By Matthew Sedacca | New York Post
Noa Argamani, who came to symbolize Hamas’ savage attack on the Jewish state after video of her abduction went viral, received a tearful embrace from her father following her rescue Saturday by Israeli forces in Gaza.
Argamani, a Chinese-born Israeli citizen, was seen in disturbing footage screaming as she was kidnapped and dragged off by Hamas terrorists to Gaza during their cowardly Oct. 7 rampage on the Jewish state.
She was rescued Saturday from the home of a well-off Gaza family, whom she had to convince to let her bathe and seldom saw daylight, the former captive told her family, per Channel 12. She also learned some Arabic from the family, and the father reportedly told her that she “was blessed by God” to be in their hands.
Following Argamani’s harrowing eight months in Hamas’ clutches, the 26-year-old hugged and kissed her father, Yakov, when the pair reunited, footage shared on social media showed.
The father-daughter pair were also caught on camera smiling and sharing a pair of Coca Colas in a hospital room in the Sheba Medical Center near Tel Aviv.
The elder Argamani said his daughter appeared to be “fine” and revealed his birthday coincided with the day of her rescue.
“See what a gift I received for my birthday,” Yakov said in a statement.
He also called on continuing all efforts to bring the remaining hostages home.
“We must make every effort, in every way possible, to bring them here to Israel, to their families,” Argamani said
“I am so happy to be here,” Argamani said during a phone call with Israeli President Isaac Herzog, footage of which was released. “Thank you for everything, thank you for this moment.”
“I am very moved,” she said on another call, with Prime Minister Benjamin Netanyahu. “I haven’t heard Hebrew for so long,” according to a separate video of their chat.
Argamani later reunited with her mother, Liora, who is battling stage four brain cancer and had publicly stated she was praying to see her daughter again, Haaretz reported.
In December, Liora Argamani pleaded to President Biden to secure her daughter’s freedom so that she might be able to see her one more time.
“I am terminally ill with stage 4 brain cancer,” she wrote him in a letter. “All that’s running through my mind before I part ways with my family forever is the chance to hug my daughter, my only child, one last time.”
Israeli troops rescued Argamani, along with three other hostages kidnapped from the Supernova music festival, as part of a “complex mission” targeting a pair of Hamas-run buildings in central Gaza’s Nuseirat refugee camp, according to a military spokesman.

| DIRECTIONS |
**1)** Decide whether each statement below agrees with the article on Noa Argamani's rescue. For (a), (b) and (c), answer yes or no and quote the deciding words of the article.
(a) Argamani was 26 years old when she reunited with her father.
(b) Argamani was the only hostage freed in the operation.
(c) In December, Argamani's mother appealed to President Biden for her daughter's freedom.
**2)** Write out word for word the part of the article on Noa Argamani's rescue that runs from "She was rescued" down to "in a statement.".

| DATA UNDER STUDY |
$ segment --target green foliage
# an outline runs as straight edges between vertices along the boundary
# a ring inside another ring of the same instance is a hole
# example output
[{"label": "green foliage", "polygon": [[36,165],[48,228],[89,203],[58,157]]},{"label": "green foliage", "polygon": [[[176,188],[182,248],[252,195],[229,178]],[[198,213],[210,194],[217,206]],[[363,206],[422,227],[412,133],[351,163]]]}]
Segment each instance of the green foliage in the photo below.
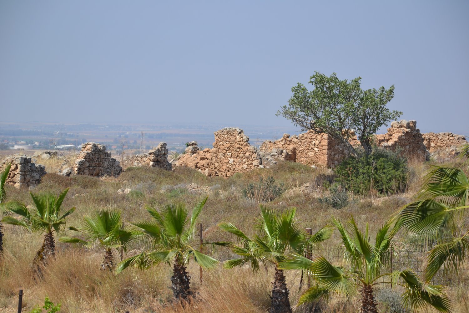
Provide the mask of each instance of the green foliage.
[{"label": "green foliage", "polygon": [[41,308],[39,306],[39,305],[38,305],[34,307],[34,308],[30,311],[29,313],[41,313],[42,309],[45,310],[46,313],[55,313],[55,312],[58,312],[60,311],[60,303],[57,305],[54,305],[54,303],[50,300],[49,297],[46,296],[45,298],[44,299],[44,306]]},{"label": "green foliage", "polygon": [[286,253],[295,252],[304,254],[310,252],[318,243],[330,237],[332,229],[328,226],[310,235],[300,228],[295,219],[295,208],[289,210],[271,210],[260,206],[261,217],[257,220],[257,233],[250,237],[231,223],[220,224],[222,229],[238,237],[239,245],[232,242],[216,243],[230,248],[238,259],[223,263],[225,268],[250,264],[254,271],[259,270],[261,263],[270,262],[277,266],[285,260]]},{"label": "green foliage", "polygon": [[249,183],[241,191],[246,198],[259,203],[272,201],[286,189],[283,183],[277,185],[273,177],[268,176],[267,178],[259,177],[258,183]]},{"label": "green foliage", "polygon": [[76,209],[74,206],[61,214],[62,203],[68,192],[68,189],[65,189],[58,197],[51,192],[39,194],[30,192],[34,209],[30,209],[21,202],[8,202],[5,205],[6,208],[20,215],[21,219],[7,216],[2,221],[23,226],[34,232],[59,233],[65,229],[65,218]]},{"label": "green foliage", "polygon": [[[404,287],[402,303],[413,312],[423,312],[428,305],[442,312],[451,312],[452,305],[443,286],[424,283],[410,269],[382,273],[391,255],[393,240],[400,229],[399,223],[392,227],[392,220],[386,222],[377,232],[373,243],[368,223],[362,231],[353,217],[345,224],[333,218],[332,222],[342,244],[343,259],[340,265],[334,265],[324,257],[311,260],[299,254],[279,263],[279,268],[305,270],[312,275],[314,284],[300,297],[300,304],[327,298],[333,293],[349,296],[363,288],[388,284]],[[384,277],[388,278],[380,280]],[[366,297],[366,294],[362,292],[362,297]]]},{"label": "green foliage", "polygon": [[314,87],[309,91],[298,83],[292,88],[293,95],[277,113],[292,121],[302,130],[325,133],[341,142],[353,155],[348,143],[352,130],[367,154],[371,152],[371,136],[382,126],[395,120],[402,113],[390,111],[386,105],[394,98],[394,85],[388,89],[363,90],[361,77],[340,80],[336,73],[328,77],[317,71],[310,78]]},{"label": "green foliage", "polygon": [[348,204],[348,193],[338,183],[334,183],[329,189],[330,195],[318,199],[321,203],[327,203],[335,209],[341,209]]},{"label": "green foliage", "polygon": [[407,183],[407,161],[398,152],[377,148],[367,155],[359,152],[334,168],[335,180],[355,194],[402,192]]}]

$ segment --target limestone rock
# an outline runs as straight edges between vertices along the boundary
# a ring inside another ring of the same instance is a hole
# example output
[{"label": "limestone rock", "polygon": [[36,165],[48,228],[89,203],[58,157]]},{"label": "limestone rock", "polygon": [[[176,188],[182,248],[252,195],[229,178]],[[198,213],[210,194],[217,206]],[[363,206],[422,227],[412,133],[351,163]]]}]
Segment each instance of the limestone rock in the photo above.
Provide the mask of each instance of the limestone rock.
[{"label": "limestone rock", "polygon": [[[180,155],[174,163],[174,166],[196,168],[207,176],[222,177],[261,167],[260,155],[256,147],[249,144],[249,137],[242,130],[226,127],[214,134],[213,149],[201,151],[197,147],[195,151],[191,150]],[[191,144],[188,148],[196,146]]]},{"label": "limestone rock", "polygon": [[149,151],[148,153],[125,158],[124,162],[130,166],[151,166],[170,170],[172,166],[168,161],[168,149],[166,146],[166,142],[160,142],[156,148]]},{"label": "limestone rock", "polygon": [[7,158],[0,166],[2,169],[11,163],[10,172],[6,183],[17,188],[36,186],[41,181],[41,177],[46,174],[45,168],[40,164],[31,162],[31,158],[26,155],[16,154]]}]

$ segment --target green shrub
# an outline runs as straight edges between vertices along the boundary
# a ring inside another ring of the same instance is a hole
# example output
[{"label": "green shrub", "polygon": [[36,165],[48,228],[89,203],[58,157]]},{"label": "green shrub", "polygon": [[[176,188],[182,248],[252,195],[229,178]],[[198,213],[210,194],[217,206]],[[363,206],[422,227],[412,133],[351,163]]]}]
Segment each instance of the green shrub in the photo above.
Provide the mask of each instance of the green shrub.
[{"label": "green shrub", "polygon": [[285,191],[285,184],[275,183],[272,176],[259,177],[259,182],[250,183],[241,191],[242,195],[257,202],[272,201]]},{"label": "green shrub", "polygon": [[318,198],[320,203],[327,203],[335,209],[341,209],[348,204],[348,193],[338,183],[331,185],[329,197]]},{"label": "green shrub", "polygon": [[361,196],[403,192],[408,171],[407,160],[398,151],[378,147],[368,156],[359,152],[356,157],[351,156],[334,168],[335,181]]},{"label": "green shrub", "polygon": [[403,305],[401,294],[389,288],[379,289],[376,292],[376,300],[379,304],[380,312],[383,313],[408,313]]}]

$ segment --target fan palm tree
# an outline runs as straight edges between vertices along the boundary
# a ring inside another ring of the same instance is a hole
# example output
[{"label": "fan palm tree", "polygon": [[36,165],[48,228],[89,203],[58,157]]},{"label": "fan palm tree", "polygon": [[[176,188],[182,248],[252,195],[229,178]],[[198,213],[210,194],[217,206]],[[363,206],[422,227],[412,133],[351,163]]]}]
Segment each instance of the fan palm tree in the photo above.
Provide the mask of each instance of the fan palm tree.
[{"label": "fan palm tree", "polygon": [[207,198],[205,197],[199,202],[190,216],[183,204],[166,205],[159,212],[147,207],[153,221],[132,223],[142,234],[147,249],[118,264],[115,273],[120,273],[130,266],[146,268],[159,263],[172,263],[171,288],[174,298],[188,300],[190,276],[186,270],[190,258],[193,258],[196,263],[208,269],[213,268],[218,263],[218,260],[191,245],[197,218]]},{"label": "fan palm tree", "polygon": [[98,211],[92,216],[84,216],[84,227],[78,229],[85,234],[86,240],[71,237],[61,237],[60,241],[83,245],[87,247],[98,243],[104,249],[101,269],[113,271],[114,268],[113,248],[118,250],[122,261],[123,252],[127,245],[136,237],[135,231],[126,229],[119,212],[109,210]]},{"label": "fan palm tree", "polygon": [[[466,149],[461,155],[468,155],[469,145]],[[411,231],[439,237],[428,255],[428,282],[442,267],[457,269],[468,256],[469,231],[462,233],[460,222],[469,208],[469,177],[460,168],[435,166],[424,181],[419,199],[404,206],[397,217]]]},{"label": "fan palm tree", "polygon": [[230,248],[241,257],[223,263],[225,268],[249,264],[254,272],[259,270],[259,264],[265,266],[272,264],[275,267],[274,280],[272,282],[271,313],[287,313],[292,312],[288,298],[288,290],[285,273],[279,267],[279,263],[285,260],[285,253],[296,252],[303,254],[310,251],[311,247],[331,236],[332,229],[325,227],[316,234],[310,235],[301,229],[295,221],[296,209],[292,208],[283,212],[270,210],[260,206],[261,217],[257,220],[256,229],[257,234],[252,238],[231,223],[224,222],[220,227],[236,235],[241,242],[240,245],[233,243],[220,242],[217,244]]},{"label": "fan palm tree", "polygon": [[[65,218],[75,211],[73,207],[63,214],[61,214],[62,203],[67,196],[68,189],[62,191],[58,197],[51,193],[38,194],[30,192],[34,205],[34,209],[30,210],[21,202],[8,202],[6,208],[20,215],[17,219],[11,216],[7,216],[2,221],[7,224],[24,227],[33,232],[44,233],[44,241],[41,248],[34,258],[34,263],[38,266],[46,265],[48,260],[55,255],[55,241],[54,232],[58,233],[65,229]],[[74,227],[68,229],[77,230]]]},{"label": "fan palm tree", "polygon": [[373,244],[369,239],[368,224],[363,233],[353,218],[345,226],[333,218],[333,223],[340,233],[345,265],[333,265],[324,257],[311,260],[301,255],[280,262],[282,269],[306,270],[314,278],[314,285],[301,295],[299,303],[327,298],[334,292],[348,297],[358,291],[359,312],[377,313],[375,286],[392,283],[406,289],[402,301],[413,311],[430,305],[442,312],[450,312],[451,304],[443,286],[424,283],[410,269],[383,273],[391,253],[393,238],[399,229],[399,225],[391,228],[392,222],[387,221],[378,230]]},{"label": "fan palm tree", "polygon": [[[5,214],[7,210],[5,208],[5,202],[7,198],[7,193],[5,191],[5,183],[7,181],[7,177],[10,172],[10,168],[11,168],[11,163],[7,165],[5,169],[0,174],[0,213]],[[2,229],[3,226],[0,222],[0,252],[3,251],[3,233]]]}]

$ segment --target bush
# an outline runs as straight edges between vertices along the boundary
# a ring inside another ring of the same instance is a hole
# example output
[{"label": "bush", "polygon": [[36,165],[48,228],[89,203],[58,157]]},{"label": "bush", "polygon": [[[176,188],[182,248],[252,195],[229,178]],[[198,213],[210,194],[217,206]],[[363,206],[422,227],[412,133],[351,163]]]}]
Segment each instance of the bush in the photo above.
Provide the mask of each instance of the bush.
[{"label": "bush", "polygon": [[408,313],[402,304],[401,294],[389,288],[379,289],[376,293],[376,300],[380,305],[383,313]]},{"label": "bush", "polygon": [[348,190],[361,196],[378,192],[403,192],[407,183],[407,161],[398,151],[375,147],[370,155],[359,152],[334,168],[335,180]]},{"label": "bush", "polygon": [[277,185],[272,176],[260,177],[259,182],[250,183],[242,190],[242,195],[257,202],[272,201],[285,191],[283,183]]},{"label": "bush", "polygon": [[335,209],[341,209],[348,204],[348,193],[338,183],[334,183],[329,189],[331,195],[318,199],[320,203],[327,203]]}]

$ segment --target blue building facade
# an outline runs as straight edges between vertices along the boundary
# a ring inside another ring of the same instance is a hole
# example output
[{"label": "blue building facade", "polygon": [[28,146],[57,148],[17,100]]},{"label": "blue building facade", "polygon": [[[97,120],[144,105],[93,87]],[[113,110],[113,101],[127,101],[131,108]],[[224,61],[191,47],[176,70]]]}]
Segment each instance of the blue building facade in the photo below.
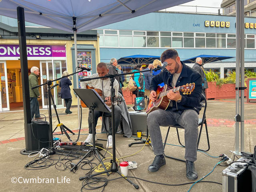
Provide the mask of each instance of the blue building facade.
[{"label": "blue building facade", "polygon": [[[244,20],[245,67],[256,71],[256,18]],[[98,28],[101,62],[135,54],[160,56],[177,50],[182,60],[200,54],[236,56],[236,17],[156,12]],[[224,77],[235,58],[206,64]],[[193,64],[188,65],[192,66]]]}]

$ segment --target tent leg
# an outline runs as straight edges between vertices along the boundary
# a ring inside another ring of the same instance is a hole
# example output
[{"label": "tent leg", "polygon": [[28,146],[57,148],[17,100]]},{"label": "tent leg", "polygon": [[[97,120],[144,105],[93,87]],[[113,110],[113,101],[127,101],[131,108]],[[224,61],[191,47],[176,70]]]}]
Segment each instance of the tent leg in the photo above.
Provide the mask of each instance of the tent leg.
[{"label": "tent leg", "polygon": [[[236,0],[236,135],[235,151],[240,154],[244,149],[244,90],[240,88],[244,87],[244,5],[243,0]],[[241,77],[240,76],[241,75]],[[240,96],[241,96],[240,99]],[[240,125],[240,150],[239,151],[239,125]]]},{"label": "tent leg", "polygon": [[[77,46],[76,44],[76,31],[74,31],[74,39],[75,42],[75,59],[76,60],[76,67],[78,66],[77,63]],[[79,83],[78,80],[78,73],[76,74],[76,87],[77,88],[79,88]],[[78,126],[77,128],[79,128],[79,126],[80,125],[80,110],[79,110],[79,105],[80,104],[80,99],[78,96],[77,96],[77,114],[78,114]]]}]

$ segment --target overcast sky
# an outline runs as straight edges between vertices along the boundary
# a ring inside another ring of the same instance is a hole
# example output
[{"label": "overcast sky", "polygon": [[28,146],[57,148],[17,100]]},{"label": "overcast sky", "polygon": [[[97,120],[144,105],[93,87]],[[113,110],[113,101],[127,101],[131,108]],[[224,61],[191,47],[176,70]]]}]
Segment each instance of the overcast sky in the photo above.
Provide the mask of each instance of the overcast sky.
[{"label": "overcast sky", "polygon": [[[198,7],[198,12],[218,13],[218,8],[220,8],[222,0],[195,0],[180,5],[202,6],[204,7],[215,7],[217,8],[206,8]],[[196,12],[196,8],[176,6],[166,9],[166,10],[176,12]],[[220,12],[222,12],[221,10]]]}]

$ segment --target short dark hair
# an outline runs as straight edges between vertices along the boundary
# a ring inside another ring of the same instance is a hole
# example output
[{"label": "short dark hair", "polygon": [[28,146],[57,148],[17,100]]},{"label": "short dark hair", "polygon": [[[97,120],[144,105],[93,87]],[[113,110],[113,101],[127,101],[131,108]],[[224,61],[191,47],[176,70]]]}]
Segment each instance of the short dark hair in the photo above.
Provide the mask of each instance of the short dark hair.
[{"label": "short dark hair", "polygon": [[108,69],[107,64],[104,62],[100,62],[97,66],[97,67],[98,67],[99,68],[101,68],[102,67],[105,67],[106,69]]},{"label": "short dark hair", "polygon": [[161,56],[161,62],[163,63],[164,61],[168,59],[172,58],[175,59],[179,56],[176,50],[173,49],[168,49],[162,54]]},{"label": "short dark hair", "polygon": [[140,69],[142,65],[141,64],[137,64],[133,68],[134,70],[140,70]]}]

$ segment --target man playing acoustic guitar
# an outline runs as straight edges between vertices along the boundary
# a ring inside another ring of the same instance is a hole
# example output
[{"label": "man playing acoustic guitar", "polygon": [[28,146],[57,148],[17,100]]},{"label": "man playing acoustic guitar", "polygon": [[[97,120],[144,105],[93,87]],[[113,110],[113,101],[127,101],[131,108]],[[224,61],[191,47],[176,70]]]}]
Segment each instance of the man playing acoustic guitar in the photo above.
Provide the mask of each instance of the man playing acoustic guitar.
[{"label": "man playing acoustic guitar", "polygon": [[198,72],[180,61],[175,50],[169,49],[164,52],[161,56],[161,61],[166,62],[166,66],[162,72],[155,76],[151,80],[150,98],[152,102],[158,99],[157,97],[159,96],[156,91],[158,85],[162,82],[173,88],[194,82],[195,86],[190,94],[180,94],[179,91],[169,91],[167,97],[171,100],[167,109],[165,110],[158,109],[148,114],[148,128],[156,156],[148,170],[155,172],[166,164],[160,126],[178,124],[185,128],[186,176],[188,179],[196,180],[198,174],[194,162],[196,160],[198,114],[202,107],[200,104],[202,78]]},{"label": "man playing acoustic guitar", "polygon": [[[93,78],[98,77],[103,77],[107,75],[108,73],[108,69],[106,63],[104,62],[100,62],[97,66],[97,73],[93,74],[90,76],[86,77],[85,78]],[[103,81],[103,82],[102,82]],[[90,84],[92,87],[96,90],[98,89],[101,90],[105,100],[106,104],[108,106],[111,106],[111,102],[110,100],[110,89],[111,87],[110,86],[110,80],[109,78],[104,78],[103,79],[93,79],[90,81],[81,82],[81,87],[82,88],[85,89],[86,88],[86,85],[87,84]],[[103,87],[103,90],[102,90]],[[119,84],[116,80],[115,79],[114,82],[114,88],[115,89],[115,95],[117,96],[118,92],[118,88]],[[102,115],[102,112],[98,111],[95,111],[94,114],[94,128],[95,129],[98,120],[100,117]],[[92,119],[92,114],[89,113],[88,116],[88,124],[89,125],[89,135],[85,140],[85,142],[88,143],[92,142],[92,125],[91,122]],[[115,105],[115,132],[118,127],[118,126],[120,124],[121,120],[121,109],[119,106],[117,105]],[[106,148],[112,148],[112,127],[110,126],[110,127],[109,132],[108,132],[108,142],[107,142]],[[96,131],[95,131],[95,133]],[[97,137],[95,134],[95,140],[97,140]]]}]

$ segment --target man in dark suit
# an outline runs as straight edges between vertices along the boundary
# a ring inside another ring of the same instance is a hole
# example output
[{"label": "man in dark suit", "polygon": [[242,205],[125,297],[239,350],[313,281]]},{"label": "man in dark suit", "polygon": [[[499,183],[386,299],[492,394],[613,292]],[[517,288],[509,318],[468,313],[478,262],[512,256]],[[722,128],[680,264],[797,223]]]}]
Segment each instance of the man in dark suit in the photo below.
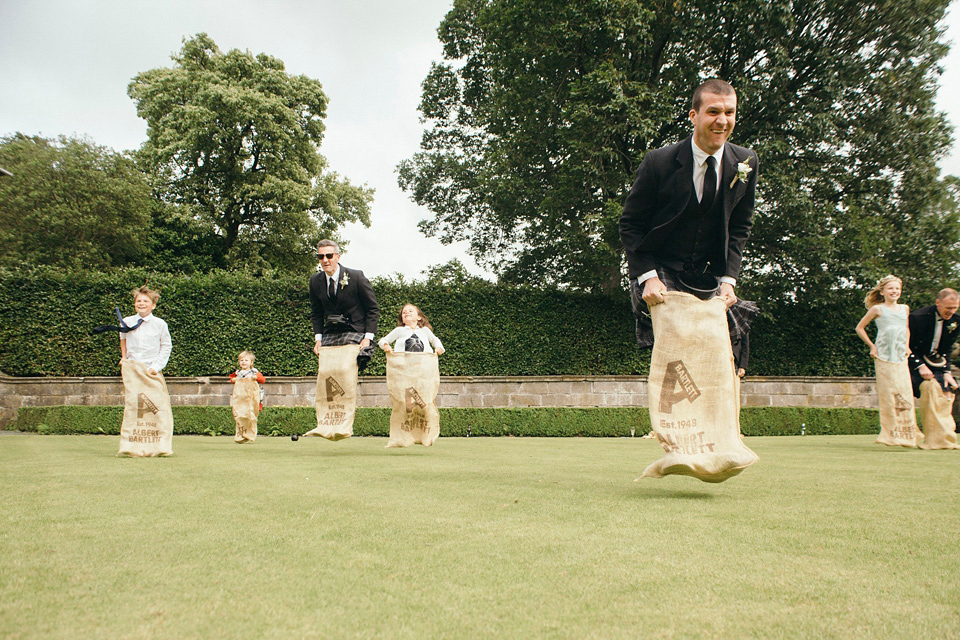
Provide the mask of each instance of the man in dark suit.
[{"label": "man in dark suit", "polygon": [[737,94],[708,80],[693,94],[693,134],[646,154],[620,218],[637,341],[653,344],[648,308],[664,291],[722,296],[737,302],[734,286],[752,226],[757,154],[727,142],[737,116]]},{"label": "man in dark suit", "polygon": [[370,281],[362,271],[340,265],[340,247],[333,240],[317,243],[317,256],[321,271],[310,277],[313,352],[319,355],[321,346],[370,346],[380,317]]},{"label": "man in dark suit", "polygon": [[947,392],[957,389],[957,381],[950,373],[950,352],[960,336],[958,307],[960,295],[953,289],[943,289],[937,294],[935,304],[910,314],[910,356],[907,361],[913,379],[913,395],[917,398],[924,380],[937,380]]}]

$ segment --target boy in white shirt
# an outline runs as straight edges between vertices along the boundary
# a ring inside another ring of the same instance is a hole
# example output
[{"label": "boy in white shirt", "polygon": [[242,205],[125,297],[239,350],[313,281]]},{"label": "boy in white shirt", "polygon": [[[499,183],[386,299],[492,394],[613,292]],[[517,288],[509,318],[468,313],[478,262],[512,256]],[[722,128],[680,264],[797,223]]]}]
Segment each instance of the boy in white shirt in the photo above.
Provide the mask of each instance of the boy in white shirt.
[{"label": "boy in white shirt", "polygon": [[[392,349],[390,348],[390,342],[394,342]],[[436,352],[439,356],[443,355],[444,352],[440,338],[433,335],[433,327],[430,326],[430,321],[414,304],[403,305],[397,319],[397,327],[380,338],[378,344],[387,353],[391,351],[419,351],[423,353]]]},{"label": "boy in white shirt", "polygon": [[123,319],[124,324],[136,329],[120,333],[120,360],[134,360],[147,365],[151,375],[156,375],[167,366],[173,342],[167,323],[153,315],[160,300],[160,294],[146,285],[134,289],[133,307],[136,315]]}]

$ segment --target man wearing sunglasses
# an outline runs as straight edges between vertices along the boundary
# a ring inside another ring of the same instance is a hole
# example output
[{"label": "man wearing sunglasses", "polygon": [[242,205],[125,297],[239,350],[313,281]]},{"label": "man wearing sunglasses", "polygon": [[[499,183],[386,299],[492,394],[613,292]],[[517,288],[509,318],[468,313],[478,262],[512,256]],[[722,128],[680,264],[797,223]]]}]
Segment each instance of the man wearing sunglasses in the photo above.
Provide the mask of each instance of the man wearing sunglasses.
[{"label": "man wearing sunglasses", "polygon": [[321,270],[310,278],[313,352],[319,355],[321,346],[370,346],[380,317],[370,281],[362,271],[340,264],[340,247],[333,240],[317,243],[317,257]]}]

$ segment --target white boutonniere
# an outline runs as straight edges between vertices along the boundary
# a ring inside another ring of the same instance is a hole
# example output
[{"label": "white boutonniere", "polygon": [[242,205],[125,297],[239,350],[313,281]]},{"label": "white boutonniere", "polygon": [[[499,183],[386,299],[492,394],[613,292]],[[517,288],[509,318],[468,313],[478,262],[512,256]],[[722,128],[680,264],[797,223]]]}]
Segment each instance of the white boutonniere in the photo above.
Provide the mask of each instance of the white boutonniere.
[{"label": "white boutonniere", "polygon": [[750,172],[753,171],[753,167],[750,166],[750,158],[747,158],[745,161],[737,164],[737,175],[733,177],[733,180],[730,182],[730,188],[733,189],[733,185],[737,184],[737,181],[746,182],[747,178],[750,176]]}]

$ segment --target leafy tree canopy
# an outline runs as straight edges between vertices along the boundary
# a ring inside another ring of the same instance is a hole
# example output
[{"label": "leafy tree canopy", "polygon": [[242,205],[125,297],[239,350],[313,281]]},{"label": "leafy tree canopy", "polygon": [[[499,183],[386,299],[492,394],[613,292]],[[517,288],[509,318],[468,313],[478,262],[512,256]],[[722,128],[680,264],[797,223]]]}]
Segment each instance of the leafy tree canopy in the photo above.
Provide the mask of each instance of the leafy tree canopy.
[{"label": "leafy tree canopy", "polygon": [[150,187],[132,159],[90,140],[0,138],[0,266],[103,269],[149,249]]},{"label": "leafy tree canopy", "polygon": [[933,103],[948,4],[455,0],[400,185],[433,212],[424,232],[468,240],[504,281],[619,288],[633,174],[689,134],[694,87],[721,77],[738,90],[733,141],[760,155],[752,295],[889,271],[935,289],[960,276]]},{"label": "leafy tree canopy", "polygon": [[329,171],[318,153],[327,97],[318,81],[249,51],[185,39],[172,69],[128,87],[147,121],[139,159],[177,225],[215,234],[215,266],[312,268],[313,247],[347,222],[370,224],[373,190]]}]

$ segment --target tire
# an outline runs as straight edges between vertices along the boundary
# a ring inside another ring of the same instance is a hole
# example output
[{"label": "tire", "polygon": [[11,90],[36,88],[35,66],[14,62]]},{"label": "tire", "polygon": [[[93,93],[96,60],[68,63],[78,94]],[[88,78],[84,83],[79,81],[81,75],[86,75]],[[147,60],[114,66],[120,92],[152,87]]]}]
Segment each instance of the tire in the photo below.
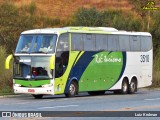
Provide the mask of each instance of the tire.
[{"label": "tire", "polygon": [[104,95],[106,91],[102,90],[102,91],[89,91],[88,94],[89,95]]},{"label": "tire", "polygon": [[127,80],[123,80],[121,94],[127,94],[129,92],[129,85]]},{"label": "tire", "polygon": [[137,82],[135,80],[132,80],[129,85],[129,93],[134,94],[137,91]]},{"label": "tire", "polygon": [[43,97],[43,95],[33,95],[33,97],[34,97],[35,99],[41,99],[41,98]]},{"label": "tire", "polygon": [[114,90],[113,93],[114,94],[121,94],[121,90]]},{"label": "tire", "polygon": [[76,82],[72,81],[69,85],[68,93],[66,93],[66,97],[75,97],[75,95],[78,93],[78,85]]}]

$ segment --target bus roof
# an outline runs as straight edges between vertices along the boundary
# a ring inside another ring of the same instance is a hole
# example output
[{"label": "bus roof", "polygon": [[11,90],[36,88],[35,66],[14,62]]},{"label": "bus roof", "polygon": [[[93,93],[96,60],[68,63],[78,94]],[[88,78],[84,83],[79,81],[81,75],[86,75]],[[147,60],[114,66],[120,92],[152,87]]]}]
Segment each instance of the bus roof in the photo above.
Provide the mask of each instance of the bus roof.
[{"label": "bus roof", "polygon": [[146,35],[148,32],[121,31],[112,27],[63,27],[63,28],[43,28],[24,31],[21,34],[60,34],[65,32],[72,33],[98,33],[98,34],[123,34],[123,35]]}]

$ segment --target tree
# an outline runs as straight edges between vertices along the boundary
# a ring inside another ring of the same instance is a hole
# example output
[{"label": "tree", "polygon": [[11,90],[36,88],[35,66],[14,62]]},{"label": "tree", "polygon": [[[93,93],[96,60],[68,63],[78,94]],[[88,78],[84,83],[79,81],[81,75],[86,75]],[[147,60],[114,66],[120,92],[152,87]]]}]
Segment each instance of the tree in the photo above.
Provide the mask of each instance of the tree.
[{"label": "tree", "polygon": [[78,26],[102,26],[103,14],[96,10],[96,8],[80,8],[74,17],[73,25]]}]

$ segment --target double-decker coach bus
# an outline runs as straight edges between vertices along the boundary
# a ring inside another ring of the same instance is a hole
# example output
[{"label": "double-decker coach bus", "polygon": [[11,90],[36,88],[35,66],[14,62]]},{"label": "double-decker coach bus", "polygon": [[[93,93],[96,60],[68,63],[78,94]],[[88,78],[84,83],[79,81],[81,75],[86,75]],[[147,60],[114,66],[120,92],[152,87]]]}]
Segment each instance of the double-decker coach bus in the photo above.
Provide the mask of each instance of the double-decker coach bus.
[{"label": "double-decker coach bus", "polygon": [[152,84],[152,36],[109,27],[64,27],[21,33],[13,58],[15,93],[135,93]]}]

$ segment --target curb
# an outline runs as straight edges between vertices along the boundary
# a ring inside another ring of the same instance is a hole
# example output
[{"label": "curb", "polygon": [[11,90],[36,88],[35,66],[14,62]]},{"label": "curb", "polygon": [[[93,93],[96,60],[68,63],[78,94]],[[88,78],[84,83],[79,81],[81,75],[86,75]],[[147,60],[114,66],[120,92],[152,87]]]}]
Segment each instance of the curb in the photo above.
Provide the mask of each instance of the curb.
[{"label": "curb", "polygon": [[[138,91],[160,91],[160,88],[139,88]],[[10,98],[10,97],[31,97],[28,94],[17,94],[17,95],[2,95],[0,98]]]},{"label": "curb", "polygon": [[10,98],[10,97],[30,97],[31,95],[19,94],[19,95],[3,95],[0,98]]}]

| OUTPUTS FOR THE TASKS |
**1)**
(a) Yes: "the 26-year-old hugged and kissed her father, Yakov"
(b) No: "Israeli troops rescued Argamani, along with three other hostages kidnapped from the Supernova music festival"
(c) Yes: "In December, Liora Argamani pleaded to President Biden to secure her daughter’s freedom"

**2)**
She was rescued Saturday from the home of a well-off Gaza family, whom she had to convince to let her bathe and seldom saw daylight, the former captive told her family, per Channel 12. She also learned some Arabic from the family, and the father reportedly told her that she “was blessed by God” to be in their hands.
Following Argamani’s harrowing eight months in Hamas’ clutches, the 26-year-old hugged and kissed her father, Yakov, when the pair reunited, footage shared on social media showed.
The father-daughter pair were also caught on camera smiling and sharing a pair of Coca Colas in a hospital room in the Sheba Medical Center near Tel Aviv.
The elder Argamani said his daughter appeared to be “fine” and revealed his birthday coincided with the day of her rescue.
“See what a gift I received for my birthday,” Yakov said in a statement.